Task to complete — The records below must be written out exactly, with every picture left behind.

Data listing —
*****

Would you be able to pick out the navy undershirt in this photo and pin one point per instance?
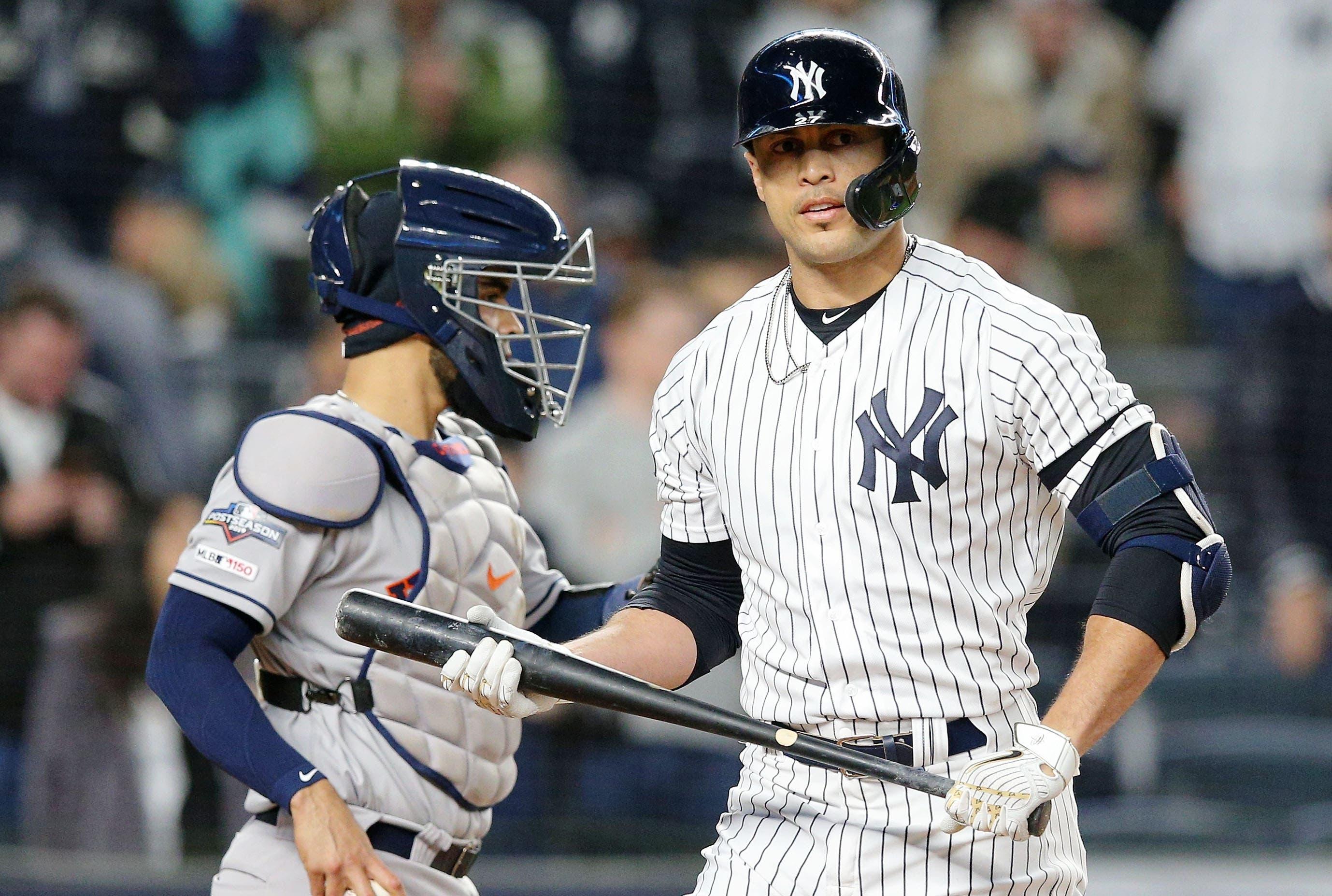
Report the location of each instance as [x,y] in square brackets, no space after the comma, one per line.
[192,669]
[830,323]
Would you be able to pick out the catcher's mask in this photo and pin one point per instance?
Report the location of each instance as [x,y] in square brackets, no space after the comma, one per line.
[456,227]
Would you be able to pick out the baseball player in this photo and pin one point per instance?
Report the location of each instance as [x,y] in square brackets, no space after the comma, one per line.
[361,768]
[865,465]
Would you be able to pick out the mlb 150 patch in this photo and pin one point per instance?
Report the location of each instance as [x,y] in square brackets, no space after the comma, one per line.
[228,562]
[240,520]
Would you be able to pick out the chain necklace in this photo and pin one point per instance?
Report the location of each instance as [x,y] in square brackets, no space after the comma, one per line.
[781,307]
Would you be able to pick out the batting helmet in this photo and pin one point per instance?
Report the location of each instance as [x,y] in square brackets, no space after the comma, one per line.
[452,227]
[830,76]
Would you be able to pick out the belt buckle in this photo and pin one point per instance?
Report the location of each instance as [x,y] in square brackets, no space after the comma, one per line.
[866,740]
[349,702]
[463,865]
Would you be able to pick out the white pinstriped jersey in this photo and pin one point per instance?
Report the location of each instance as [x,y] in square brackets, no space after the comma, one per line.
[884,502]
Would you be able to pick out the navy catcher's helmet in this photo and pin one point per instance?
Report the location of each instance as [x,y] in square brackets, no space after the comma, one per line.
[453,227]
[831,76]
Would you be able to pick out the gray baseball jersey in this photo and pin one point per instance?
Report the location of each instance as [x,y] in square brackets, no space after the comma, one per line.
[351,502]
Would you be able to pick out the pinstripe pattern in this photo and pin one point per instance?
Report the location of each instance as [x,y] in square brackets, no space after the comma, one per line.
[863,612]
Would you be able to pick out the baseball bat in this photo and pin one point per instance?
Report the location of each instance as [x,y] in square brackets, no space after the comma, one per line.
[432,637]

*****

Solution —
Would you be able to pick out the navy undershirt in this photo and pin one point per instance?
Report the location of each instance as [x,y] in square brackets, no space after the comma, one per line.
[192,669]
[830,323]
Would you be able to pick out the catcher's mask in this photo and pin one point per instance?
Report the location of each instance as [x,y] in square brackets, no space after the comma, one per line.
[456,227]
Would you be able to pick out the baseball player in this photo and pin one point per instance?
Report the location of each instance as [x,y] in square brackets, no space after the comma, one per line.
[361,768]
[865,465]
Would you be able to pick out the mlb 150 patch in this photo and pin one point per instance?
Report the location of each instance as [x,y] in square brackets, no space after the comma, one per line.
[228,562]
[240,520]
Would you be able to pick out the chain necklace in this photo and pin one point per instance?
Report the location of each instance as [x,y] in square brackets, no space after the comma, one per line.
[781,307]
Would you be able to pick out the batting helmet in this photo and pin one point per instance?
Report the location of each instance as [x,y] in square brackets, no space after the comma, one per line.
[452,227]
[830,76]
Would you be able to pick out the belt buckle in this photo and pin one point per instance?
Report the location of each instance as [x,y] in square brackets, no space after the comma, one per line.
[866,740]
[349,702]
[463,865]
Would you be able to pick out the white pinstriped jersey in this photo and pin one point per instance?
Report the location of each instance as [x,y] in square brackets, no space after the comma, one per line.
[884,502]
Would you be able to pick out the navy catcher's helmet in this photo and pin one point per instance?
Report the location of each instance as [x,y] in square brackets, no space after the comma, one per line.
[453,227]
[831,76]
Would you be able to pick out the gray baseball jersey in this photo and pin one point per instance?
Report the location of each instance as [x,y] in square brackets, no space after the comma, one per line.
[351,502]
Would you be able to pick out the pinstripe pattern in this photo and pin one point per instance?
Report the location of each instance as [x,y] in square brackets, no space after the comma, one per line.
[863,612]
Would you be able to pick out the baseball bat in this photo and pin one point per instance?
Report the location of each instance as [x,y] in square brackets, no space after the comma, one per line.
[432,637]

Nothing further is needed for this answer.